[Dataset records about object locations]
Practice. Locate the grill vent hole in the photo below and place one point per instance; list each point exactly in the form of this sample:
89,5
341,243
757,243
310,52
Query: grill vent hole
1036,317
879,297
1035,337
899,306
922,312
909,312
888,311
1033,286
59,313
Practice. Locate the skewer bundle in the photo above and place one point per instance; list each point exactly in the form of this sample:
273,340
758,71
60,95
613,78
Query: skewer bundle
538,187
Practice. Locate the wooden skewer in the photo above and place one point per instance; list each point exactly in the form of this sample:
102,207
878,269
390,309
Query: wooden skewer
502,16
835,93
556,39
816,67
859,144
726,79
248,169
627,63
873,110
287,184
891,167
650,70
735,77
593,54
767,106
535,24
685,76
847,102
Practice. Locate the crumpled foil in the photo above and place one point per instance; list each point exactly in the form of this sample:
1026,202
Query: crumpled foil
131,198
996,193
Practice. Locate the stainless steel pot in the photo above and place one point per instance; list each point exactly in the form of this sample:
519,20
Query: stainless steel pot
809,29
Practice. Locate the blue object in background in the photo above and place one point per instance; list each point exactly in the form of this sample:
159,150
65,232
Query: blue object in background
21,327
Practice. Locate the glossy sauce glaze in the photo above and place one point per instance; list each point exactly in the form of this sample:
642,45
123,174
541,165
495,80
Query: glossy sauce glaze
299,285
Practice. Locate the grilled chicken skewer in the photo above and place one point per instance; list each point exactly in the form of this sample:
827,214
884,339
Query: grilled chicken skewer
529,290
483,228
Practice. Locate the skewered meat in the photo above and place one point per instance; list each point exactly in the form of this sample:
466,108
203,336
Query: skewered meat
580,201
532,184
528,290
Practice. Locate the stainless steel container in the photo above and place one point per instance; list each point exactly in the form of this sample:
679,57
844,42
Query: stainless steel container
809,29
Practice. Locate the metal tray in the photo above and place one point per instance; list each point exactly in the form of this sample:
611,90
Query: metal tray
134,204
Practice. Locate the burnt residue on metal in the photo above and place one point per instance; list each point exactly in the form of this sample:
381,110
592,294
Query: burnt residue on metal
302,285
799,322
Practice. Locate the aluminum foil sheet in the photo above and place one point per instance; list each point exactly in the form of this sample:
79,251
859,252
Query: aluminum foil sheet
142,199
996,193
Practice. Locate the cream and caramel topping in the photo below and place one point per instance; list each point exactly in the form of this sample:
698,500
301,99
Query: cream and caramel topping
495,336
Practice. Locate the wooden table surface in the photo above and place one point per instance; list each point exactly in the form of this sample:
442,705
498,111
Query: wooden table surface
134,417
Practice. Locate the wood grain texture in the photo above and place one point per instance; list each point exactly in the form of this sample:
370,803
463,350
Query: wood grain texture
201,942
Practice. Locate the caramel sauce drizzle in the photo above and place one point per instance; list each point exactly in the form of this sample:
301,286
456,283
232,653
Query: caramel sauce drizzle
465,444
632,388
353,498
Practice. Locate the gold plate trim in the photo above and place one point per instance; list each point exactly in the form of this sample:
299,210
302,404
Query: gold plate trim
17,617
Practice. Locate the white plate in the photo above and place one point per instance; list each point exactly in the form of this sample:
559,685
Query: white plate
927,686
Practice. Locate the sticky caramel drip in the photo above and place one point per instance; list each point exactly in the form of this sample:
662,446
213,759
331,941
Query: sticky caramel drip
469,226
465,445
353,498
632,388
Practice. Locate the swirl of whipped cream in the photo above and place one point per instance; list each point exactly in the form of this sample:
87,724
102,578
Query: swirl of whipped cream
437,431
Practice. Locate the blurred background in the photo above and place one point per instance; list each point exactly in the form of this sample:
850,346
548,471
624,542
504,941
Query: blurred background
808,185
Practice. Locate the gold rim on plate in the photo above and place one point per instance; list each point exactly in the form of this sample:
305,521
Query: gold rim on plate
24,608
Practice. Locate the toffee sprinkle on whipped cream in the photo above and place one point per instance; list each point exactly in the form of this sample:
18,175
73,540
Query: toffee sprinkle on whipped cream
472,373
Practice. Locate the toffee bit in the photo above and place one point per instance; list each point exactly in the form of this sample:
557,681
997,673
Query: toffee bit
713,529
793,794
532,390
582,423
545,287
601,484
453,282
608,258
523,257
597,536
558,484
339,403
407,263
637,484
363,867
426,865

**REQUIREMENT**
From the line containing "Practice. Locate the gold rim" through the final line of the listing above, retype every line exactly; leave out everything else.

**EXERCISE RESULT**
Practice. Locate the gold rim on plate in the photo above and place one point per instance; list each point exactly in the form of this sample:
305,521
Query: gold rim on plate
24,608
Practice. Locate the toffee sprinkle on whipped cream in the photo above and place one point per instance; list each point exactly in the form of this sample:
18,175
73,540
Query: toffee sprinkle on whipped cream
472,373
Practice. Locate the toffee bit in the photo above and place one point per instance; list each point exactly in the form of this sample:
557,681
997,673
Query: toffee bit
713,529
793,794
532,390
582,423
545,287
601,484
453,282
608,258
523,257
597,536
558,484
339,403
407,263
637,484
363,867
426,865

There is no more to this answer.